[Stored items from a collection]
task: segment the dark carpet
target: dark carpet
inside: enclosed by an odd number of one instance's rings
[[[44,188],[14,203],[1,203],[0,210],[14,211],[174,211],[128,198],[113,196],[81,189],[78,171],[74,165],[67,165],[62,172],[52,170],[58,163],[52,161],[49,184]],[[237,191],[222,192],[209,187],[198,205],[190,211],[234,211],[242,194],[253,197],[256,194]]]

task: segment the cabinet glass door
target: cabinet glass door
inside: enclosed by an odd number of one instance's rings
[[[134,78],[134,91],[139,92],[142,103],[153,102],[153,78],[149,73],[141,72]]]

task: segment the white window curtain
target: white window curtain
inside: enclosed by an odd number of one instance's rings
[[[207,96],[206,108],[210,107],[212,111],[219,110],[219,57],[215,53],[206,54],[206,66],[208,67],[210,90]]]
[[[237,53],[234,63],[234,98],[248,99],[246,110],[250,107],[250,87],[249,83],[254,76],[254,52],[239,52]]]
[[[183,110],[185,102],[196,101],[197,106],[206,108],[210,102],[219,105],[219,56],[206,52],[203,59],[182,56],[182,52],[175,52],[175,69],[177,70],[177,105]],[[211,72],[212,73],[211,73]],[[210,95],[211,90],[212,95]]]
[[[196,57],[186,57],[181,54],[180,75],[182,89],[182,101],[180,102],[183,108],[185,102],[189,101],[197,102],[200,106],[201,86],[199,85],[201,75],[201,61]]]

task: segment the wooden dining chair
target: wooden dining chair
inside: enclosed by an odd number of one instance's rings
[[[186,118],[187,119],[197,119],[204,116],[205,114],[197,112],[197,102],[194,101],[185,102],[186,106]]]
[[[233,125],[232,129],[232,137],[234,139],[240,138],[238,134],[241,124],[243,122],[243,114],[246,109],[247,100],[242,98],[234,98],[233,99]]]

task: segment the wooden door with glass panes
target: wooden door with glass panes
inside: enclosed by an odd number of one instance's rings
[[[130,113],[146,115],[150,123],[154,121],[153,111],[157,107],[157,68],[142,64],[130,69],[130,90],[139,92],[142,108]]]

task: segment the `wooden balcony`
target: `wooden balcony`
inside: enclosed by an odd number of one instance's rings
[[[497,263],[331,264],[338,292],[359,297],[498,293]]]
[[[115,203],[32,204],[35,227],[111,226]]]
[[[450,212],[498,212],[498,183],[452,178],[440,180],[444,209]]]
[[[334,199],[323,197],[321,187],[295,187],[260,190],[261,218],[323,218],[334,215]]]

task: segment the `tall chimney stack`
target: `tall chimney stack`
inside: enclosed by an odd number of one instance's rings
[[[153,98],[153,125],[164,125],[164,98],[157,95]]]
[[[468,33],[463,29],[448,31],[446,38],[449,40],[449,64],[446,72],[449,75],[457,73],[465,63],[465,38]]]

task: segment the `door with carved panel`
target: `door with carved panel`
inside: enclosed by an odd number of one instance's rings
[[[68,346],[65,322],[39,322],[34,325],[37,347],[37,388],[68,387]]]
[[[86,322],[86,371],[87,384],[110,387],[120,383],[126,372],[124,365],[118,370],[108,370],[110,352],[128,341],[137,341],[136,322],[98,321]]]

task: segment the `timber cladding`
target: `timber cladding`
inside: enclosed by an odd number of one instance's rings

[Short problem] Gather every line of the listing above that contains the string "panel" and copy each of those lines out in full.

[Solution to the exercise]
task: segment the `door with carved panel`
target: `door with carved panel`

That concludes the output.